[Start MATERIAL FOR THIS TASK]

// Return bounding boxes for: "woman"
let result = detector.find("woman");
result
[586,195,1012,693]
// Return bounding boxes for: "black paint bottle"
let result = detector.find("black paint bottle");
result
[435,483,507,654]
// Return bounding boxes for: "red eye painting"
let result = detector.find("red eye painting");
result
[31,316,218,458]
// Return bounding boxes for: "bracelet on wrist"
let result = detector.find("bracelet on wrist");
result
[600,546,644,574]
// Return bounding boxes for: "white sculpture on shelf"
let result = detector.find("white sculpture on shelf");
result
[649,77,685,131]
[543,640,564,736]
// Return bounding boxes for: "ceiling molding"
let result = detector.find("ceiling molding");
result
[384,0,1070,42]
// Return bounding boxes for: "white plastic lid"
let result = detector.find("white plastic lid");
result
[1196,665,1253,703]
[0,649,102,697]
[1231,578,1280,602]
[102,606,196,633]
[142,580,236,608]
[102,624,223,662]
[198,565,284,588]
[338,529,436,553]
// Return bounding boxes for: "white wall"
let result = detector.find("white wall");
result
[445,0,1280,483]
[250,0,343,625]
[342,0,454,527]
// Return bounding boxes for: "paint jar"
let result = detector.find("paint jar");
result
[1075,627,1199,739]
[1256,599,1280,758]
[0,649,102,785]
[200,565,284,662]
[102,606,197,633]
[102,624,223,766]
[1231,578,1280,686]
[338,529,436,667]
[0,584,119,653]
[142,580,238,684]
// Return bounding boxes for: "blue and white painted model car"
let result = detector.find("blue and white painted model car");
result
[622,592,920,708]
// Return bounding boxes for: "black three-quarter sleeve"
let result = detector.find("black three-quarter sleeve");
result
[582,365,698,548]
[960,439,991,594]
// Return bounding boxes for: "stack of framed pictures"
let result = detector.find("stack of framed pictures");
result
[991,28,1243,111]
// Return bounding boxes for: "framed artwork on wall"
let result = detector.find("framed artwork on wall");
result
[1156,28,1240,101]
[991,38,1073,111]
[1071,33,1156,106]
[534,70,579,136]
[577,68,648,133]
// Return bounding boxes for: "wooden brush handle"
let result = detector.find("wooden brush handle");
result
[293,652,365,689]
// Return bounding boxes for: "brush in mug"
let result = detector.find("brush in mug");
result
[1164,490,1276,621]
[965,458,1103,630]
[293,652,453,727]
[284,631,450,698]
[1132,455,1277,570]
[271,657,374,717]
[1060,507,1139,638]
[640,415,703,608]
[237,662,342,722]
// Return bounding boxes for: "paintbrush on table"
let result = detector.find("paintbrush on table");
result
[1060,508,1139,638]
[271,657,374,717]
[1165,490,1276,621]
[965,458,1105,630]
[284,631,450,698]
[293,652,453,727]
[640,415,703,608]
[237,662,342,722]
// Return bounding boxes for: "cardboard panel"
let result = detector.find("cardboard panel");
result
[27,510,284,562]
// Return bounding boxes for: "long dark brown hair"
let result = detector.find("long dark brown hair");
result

[End MATERIAL FOR THIS TASK]

◆ OBJECTIVE:
Please present every line of the listing above as a numbered list, leaving out any blank lines.

◆ RESULT:
1. // Return bounding boxes for: "woman"
2. let result = detector.find("woman");
3. result
4. [586,195,1012,693]
5. // Return bounding boxes for: "black paint bottle"
6. let result = detector.find("black paint bottle");
7. result
8. [435,483,507,654]
9. // Return bounding boxes for: "red eye painting"
10. let result = detector.find("red eye painting");
11. result
12. [31,316,218,458]
13. // Return bounding boxes for: "bracelet on wrist"
14. let result = detector.find("bracelet on wrist");
15. result
16. [600,546,644,574]
17. // Return bounding boxes for: "white sculpture on shelf"
18. let result = detector.find("white sculpture on shelf");
19. result
20. [649,77,685,131]
21. [543,640,564,736]
22. // Return bounding boxes for: "ceiling molding"
23. let result = detector.find("ceiling molding");
24. result
25. [384,0,1070,42]
26. // Return bounding boxes for: "white plastic lid"
27. let result = detector.find("white plastic lid");
28. result
29. [1196,665,1253,703]
30. [0,649,102,697]
31. [1231,578,1280,602]
32. [102,606,196,633]
33. [142,580,236,608]
34. [102,624,223,662]
35. [198,565,284,588]
36. [338,529,436,553]
37. // Return bounding boxes for: "white wall"
38. let result = detector.find("white wall");
39. result
40. [445,0,1280,483]
41. [250,0,343,625]
42. [342,0,454,527]
43. // Return bounding boxes for: "paint jar"
44. let result = detector.find("paint jar");
45. result
46. [1075,627,1199,739]
47. [1256,599,1280,758]
48. [0,649,102,785]
49. [200,565,284,662]
50. [102,606,197,633]
51. [102,624,223,766]
52. [1231,578,1280,686]
53. [338,529,436,667]
54. [0,584,119,653]
55. [142,580,238,684]
56. // Return bounding boxes for: "blue and white painted model car"
57. let result = detector.find("blue and white painted model car");
58. result
59. [622,592,920,708]
60. // Return bounding boxes for: "black three-quarter sleeve"
61. let result = detector.find("black three-quarter sleeve");
62. result
63. [582,365,698,548]
64. [960,439,991,594]
65. // Return bounding boxes for: "stack of framed pictures"
66. let result = detector.find("stack of framed pictures");
67. result
68. [991,28,1243,111]
69. // Return bounding boxes for: "framed artwork on wall"
70. let result = detector.find("framed artwork on wall");
71. result
72. [1156,28,1240,101]
73. [991,38,1073,111]
74. [1071,33,1156,106]
75. [534,70,579,136]
76. [577,68,648,133]
77. // Return bounding boxes for: "wooden brush handle"
78. let result = detector.find("wooden brush handle");
79. result
80. [293,652,365,689]
81. // Return bounding boxes for: "brush in mug"
82. let result = detector.find("brush in mug");
83. result
84. [1164,490,1276,621]
85. [965,458,1103,630]
86. [293,652,453,727]
87. [284,631,450,698]
88. [1132,455,1277,570]
89. [271,657,374,717]
90. [1060,507,1139,638]
91. [640,415,703,608]
92. [237,662,342,722]
93. // Return bounding boxes for: "paintbrush on table"
94. let result = detector.find("paintbrush on table");
95. result
96. [1060,508,1139,638]
97. [271,657,374,717]
98. [1165,490,1276,621]
99. [965,458,1105,630]
100. [284,631,450,698]
101. [293,652,453,727]
102. [640,415,703,608]
103. [237,662,342,722]
104. // Return bounding boxes for: "cardboard panel"
105. let result = detector.find("cardboard panel");
106. result
107. [27,510,284,562]
108. // Return bounding boxes for: "long dark brown hair"
109. let result = detector.find("long dark brown hair");
110. result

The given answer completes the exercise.